Entries from a point annotation set:
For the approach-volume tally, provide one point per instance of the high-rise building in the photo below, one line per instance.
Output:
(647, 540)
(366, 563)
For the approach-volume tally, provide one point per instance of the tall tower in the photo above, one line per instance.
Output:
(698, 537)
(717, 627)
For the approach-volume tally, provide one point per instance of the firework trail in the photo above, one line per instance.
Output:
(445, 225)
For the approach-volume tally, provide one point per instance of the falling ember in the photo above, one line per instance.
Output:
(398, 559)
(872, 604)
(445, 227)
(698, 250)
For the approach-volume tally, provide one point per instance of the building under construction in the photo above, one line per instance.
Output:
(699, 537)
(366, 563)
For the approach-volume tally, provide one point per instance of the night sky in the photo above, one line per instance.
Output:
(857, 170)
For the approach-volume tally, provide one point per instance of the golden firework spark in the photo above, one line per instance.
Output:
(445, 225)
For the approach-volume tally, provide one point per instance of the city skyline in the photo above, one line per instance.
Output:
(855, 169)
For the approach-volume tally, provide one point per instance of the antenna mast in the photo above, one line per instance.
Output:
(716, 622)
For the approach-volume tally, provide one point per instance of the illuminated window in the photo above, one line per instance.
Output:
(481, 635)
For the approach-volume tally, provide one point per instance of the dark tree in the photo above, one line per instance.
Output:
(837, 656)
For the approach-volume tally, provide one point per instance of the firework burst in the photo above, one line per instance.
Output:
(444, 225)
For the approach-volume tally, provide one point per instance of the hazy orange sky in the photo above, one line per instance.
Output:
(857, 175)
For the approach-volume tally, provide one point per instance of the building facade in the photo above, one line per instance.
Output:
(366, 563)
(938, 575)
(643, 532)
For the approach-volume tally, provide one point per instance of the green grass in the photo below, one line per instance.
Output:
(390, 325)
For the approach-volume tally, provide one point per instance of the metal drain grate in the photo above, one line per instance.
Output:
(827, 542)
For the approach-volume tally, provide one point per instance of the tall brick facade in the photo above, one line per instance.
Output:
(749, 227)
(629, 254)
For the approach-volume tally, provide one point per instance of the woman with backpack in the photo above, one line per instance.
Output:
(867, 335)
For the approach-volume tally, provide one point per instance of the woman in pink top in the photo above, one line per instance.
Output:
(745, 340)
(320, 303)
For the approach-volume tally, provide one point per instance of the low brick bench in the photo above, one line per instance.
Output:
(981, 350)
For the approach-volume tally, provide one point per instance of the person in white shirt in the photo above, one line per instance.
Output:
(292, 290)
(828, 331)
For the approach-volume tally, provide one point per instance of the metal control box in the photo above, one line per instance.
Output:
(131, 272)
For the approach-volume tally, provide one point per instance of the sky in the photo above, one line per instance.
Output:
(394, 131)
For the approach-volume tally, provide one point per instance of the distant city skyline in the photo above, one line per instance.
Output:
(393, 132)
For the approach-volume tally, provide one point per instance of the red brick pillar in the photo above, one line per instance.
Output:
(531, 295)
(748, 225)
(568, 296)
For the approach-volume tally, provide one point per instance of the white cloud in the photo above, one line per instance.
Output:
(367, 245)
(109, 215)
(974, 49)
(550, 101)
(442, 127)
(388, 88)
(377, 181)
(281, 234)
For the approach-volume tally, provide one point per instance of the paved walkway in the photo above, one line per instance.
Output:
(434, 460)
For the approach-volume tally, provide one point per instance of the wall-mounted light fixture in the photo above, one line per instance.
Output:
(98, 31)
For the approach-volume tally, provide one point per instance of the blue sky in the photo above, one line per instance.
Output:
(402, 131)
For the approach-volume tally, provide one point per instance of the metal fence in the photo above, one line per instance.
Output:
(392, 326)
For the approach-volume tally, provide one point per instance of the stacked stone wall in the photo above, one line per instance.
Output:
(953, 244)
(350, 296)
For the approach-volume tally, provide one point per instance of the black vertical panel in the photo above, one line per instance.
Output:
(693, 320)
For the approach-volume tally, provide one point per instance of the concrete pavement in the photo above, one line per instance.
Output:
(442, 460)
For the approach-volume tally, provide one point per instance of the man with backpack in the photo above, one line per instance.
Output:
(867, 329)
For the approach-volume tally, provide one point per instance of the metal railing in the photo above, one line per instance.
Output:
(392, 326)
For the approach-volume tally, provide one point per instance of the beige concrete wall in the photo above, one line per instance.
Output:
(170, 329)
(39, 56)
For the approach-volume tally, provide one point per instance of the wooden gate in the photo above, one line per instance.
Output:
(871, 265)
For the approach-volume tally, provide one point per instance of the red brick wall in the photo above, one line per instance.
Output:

## Exercise
Restate each of the entries above verbatim.

## Result
For the approach-volume tally, provide one point per instance of the high-rise building in the photo below, one line per instance.
Output:
(647, 540)
(366, 563)
For the approach-volume tally, provide one point per instance of the tall tower in the photo above, one line per instance.
Output:
(698, 537)
(717, 627)
For the approach-volume tally, provide one point per instance of the firework trail in the photo above, one line per instance.
Output:
(445, 225)
For the approach-volume tally, provide one point per instance of the falling ember in the photo above, one line per instance.
Output:
(398, 559)
(872, 604)
(445, 227)
(698, 250)
For the approach-volume tally, provide one point per instance of the building under construction in the photo above, one line per instance.
Output:
(699, 537)
(366, 563)
For the approach-volume tally, provide one point per instance of the night sky in the photo above, one line per instance.
Output:
(857, 170)
For the approach-volume tally, provide one point per instance of the golden firework spark in the photo above, one line per instance.
Output:
(445, 225)
For the approach-volume tally, provide one point per instance of the city skyline in the photo above, one line per instance.
Output:
(855, 169)
For the approach-volume tally, provide one point per instance of the antenna mast in the photo above, one line per instance.
Output:
(716, 622)
For the approach-volume tally, provide one point per instance of the illuminated window in the photo above, one line per instance.
Output:
(481, 635)
For the approach-volume tally, provide one point per instance of the dark tree in the photo above, one line per instance.
Output:
(837, 656)
For the approach-volume tally, provide one point per instance of the firework burst in the photo above, one line per instance.
Output:
(444, 225)
For the approach-volume tally, provide one point per instance of the hazy orange sky in the photo above, one line per instance.
Output:
(857, 175)
For the approach-volume tally, provide one point per instance of the building facade in the photo above, one line per instance.
Output:
(366, 563)
(938, 575)
(643, 532)
For the approach-volume tally, provide one point per instance of the green grass in the photo below, one line per instance.
Output:
(390, 325)
For the approach-volume tally, provide one point per instance of the metal drain grate in the photo above, one line per instance.
Output:
(827, 542)
For the approach-volume tally, provide one point per instance of the tall brick facade in the photo above, one line per instance.
Output:
(749, 227)
(629, 254)
For the approach-volume tally, provide one point per instance of the woman with backpack in the photo above, one line per instance.
Output:
(867, 335)
For the approach-volume tally, provide one point per instance of the woman in pink top in the photo above, one line per instance.
Output:
(745, 340)
(320, 303)
For the approach-volume tally, provide one point per instance of the low brick bench in the photo above, one line per instance.
Output:
(981, 350)
For the approach-volume tally, provide one point per instance of the person in white shirt in the photo above, one line per instance.
Output:
(292, 290)
(828, 331)
For the approach-volume tally, provide one point per instance of the metal control box in the photo above, one line per instance.
Output:
(131, 272)
For the approach-volume tally, provide one point per instance of the sky in the photo above, one line per instance.
Output:
(394, 131)
For the approach-volume tally, provide one point per instance of the distant city skyline in the photo above, one line per instance.
Output:
(393, 132)
For the approach-volume tally, provide one point per instance of the red brick pillar in the photo above, one line per instance.
Output:
(531, 295)
(748, 225)
(568, 296)
For the approach-volume tally, provide one point per instance of the white cloud in the photo above, one line per instance.
Output:
(367, 245)
(109, 215)
(974, 49)
(550, 101)
(442, 127)
(388, 88)
(377, 181)
(281, 234)
For the approach-volume tally, provide one point per instance of the paved walkway in the photo above, one line per instance.
Output:
(434, 460)
For the approach-volume tally, provide one point per instance of the wall-mounted light fixture in the photo above, one line per instance.
Output:
(98, 31)
For the approach-volume tally, provide one point per instance of the blue sky in the photo above, one line per instance.
Output:
(402, 131)
For the approach-volume tally, provide one point per instance of the metal fence in the photo above, one line per instance.
Output:
(392, 326)
For the approach-volume tally, provide one point per instance of the stacked stone wall in the photo above, one line per instance.
Output:
(953, 244)
(350, 296)
For the approach-volume tally, provide one point per instance of the black vertical panel in the photo above, one line per instance.
Output:
(693, 320)
For the approach-volume tally, provide one point per instance of the concrete pavement in the photo above, one line per instance.
Output:
(442, 460)
For the approach-volume tally, provide one point per instance of the man with backpack in the photo above, one line per instance.
Output:
(867, 329)
For the approach-volume tally, provide one point per instance of the metal railing in the photo above, one line per instance.
Output:
(392, 326)
For the approach-volume tally, provide one point per instance of the beige concrete wall in the photo above, one line per instance.
Output:
(170, 329)
(39, 56)
For the approach-volume tally, provide one point per instance of the wooden gate in the photo above, one line per instance.
Output:
(871, 265)
For the approach-volume tally, provide one point per instance of the red brick wall in the photo above, one line per instance.
Output:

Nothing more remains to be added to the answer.